WHAT TO WORK ON:
Return the complete listing that follows, with each line reproduced exactly.

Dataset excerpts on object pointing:
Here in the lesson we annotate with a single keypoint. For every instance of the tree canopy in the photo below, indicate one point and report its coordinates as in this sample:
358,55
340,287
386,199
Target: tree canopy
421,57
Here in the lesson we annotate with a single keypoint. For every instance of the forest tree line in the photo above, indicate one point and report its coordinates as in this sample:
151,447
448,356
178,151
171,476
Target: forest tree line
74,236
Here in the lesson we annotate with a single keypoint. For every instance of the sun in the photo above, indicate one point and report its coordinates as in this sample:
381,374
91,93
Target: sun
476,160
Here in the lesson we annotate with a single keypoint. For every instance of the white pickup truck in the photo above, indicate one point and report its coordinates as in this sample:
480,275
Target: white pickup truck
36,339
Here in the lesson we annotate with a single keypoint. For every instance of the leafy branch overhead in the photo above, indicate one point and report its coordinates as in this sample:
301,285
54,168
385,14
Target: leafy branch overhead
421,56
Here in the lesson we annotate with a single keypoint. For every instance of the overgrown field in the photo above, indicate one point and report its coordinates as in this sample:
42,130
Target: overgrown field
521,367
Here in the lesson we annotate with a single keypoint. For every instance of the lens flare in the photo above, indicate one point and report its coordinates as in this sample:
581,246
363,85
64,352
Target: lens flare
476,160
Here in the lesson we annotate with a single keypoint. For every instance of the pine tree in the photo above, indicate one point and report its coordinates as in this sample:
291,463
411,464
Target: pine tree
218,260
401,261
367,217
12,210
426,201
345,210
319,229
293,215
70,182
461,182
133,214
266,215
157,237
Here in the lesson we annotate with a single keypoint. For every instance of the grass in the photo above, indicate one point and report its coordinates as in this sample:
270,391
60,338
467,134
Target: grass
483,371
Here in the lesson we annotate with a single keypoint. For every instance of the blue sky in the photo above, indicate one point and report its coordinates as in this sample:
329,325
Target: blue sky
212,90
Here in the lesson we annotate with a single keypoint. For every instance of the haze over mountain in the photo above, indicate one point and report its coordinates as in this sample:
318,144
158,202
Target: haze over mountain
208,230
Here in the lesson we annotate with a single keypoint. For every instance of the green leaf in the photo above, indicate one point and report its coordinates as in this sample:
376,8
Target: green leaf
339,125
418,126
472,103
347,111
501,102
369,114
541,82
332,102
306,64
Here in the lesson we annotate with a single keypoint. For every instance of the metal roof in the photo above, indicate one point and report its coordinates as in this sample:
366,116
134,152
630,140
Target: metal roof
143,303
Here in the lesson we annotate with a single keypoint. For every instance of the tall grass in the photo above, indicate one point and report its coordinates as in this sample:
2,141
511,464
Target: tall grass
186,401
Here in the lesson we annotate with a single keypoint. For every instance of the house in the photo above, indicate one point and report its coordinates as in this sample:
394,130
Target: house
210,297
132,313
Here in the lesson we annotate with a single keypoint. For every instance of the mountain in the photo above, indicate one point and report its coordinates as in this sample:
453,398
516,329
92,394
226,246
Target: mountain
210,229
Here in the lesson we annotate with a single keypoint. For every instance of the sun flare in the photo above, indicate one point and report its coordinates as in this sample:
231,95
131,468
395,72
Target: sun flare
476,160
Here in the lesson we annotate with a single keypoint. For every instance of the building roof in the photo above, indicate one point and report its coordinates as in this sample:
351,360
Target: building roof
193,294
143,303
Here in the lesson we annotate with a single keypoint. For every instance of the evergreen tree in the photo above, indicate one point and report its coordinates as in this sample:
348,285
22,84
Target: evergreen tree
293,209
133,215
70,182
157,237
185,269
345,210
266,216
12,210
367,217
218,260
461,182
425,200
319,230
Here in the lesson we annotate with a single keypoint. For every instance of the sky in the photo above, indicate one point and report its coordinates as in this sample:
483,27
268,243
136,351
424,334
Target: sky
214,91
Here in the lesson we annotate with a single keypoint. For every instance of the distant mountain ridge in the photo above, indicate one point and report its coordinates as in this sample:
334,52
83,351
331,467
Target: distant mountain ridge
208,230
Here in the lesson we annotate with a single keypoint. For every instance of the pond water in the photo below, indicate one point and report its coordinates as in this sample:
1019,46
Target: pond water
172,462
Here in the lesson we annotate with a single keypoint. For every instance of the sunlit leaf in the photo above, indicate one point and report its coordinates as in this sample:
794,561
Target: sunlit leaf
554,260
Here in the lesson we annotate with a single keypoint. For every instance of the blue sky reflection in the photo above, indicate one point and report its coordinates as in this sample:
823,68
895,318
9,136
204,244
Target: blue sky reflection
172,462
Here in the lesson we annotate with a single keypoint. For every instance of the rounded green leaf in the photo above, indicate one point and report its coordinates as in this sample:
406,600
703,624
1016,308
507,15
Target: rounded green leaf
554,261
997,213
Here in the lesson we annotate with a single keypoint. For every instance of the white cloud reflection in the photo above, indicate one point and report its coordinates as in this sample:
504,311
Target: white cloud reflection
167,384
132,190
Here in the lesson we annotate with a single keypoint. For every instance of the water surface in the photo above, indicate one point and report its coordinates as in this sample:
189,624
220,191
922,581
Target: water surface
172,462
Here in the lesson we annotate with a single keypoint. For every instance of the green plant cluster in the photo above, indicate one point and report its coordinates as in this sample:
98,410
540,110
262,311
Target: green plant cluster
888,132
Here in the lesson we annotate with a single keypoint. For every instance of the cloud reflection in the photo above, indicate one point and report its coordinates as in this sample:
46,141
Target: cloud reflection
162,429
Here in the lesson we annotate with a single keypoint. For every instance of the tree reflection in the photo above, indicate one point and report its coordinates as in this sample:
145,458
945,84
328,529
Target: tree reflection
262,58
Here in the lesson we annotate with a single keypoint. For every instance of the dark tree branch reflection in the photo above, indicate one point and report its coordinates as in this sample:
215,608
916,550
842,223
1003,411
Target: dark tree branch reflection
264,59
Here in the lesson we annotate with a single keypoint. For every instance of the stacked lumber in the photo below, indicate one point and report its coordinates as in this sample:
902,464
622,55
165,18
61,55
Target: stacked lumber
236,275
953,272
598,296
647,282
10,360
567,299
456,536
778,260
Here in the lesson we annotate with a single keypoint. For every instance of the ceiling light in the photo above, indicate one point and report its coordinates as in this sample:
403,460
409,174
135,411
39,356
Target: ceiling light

COMPLETE OUTPUT:
Here in the lesson we annotate with a single keypoint. For every instance of the tree canopy in the photo below, indicate one point and report its coordinates as in this sample:
358,55
340,287
386,199
Target: tree canopy
421,57
Here in the lesson we annotate with a single keypoint. For every instance of the forest tree line in the photo above, indicate one point and report its coordinates as in this sample:
151,447
448,356
178,151
171,476
Target: forest tree line
74,236
Here in the lesson we annotate with a single keypoint. For every instance of the sun in the photo above, indicate one point and report its coordinates as in this sample:
381,374
91,93
Target: sun
476,160
Here in the lesson we annotate with a single keypoint. For every instance of the white pickup truck in the photo above, indicate one point and report its coordinates as in this sample:
480,275
Target: white pickup truck
36,339
Here in the lesson we annotate with a single keypoint. For every instance of the leafy branch overhead in the photo above, indicate one point and report its coordinates as in this sample:
301,285
54,168
385,14
Target: leafy branch overhead
421,56
Here in the lesson we annotate with a single keypoint. For every instance of the overgrown field in the photo above, indicate one point and report its coordinates as in this sample:
42,130
Target: overgrown field
521,367
Here in the lesson we annotate with a single keypoint. For every instance of the lens flare in the photo above, indicate one point and report its coordinates as in this sample:
581,246
363,85
64,352
Target: lens flare
476,160
Here in the lesson we annotate with a single keypoint. For every instance of the pine tree in the photo above, indicate one point and report its coordinates as in this sample:
291,463
411,464
Target: pine tree
218,260
401,261
367,217
12,210
426,201
345,210
319,229
293,215
70,182
461,182
133,214
266,215
157,237
Here in the lesson we annotate with a single keypoint. For every instance of the grass in the photo above, indicate one point and report its coordinates as in this sample:
270,391
60,338
467,134
Target: grass
483,371
Here in the lesson we annotate with a single keypoint. For every instance of the blue sky in the photo above, indicate one point and report its coordinates as in this sample:
329,325
Target: blue sky
212,90
Here in the lesson we annotate with a single keypoint. For every instance of the haze over mountain in the photo above, indicate one point and report its coordinates as in this sample:
318,144
158,202
Target: haze over mountain
208,230
Here in the lesson we annotate with a single keypoint. For every instance of the green leaf in the photo above, indicate one point and report its coordinates as in this sample:
376,8
Target: green leaf
339,125
418,126
472,103
347,111
501,102
369,114
541,82
332,102
306,64
Here in the lesson we annotate with a single keypoint. For every instance of the metal roof in the photo above, indicate one point and report its coordinates as in this sample:
366,116
134,152
630,140
Target: metal roof
143,303
Here in the lesson we annotate with a single keypoint. For every instance of the tall grass in the photo above, indicate one point and report its coordinates as in this sample:
2,141
511,464
Target: tall grass
186,401
Here in the lesson we annotate with a single keypoint. For every instance of the house in the photo above, indicate one point and report its coordinates as in this sample:
394,130
Target: house
210,297
132,313
Here in the lesson we annotate with a single keypoint. For every instance of the mountain in the photo above, indicate one point and report its coordinates as in this sample:
453,398
516,329
92,394
226,246
Target: mountain
210,229
Here in the lesson we annotate with a single keypoint. For every instance of the sun flare in the photo above, indicate one point and report its coordinates as in this sample:
231,95
131,468
395,72
Target: sun flare
476,160
Here in the lesson we annotate with a single keypoint. For every instance of the building roof in the photo above, indicate one point and report its coordinates as in this sample:
351,360
Target: building roof
193,294
143,303
Here in the lesson we annotate with a single keypoint. For every instance of the evergreen tree in the photo above, indicate one point and report its coordinates as in this sample:
348,285
22,84
Target: evergreen tree
293,209
133,215
70,182
157,237
185,269
345,210
266,216
12,210
367,217
218,260
461,182
425,200
319,230
Here in the lesson we annotate with a single keypoint. For every instance of the sky in the photo above, indicate one point and report its coordinates as in this sample:
483,27
268,243
136,351
424,334
Target: sky
214,91
Here in the lesson we annotate with a single keypoint. For every instance of the distant mountain ridge in the photo above, indicate one point and report its coordinates as in this sample:
334,52
83,351
331,467
Target: distant mountain ridge
208,230
Here in the lesson we annotate with a single keypoint. For every instance of the pond water in the photo below, indicate one point and report its coordinates as in this sample:
1019,46
Target: pond water
172,462
Here in the lesson we annotate with a single keypoint. For every instance of the sunlit leaf in the photo above, indicate one point and report its coordinates as in this sample:
794,561
Target: sunlit leaf
554,260
Here in the lesson we annotate with a single keypoint. For every instance of the blue sky reflection in the photo above, indicate one point and report its coordinates as in this sample:
823,68
895,318
9,136
204,244
Target: blue sky reflection
172,462
Here in the lesson we annotate with a single keypoint. For every instance of the rounded green leaf in the photo above, indicate one point and report its coordinates as in this sample:
406,600
703,624
1016,308
507,15
Target: rounded green leaf
554,261
997,213
Here in the lesson we annotate with a single keypoint. For every instance of the white cloud reflection in the photo above, indicate one point and report its coordinates as in this sample:
504,311
Target: white cloud reflection
167,384
132,190
Here in the lesson we annotate with a single keypoint. For every instance of the water surface in the photo above, indicate one point and report its coordinates as in this sample:
189,624
220,191
922,581
Target: water surface
172,462
Here in the lesson we annotate with a single keypoint. For every instance of the green plant cluster in the photo above, indicate one point and report its coordinates as in this sample:
98,410
540,110
262,311
Target: green plant cluster
888,132
Here in the lesson we annotate with a single keypoint. For every instance of the cloud reflection in the photo above, indicate one point and report its coordinates as in this sample:
46,141
Target: cloud reflection
162,429
Here in the lesson we annotate with a single keypoint. For every instance of the tree reflection in the photo above, indicate one point and report its coordinates as in this sample:
145,458
945,84
328,529
Target: tree reflection
262,58
Here in the lesson we annotate with a single keypoint. For every instance of the dark tree branch reflection in the photo above, indicate one point and report its coordinates as in this sample:
215,608
916,550
842,223
1003,411
Target: dark tree branch reflection
264,59
Here in the lesson we annotate with a single keypoint. For every instance of the stacked lumber in the photo below, indicate one point and report its coordinates as in this sample:
902,464
622,55
165,18
61,55
Target: stacked lumber
236,275
953,272
598,296
647,282
10,360
567,299
456,536
778,260
Here in the lesson we annotate with a single keypoint. For every instance of the ceiling light in the photo above, indicate one point and report its coordinates as in this sample:
403,460
409,174
135,411
39,356
Target: ceiling light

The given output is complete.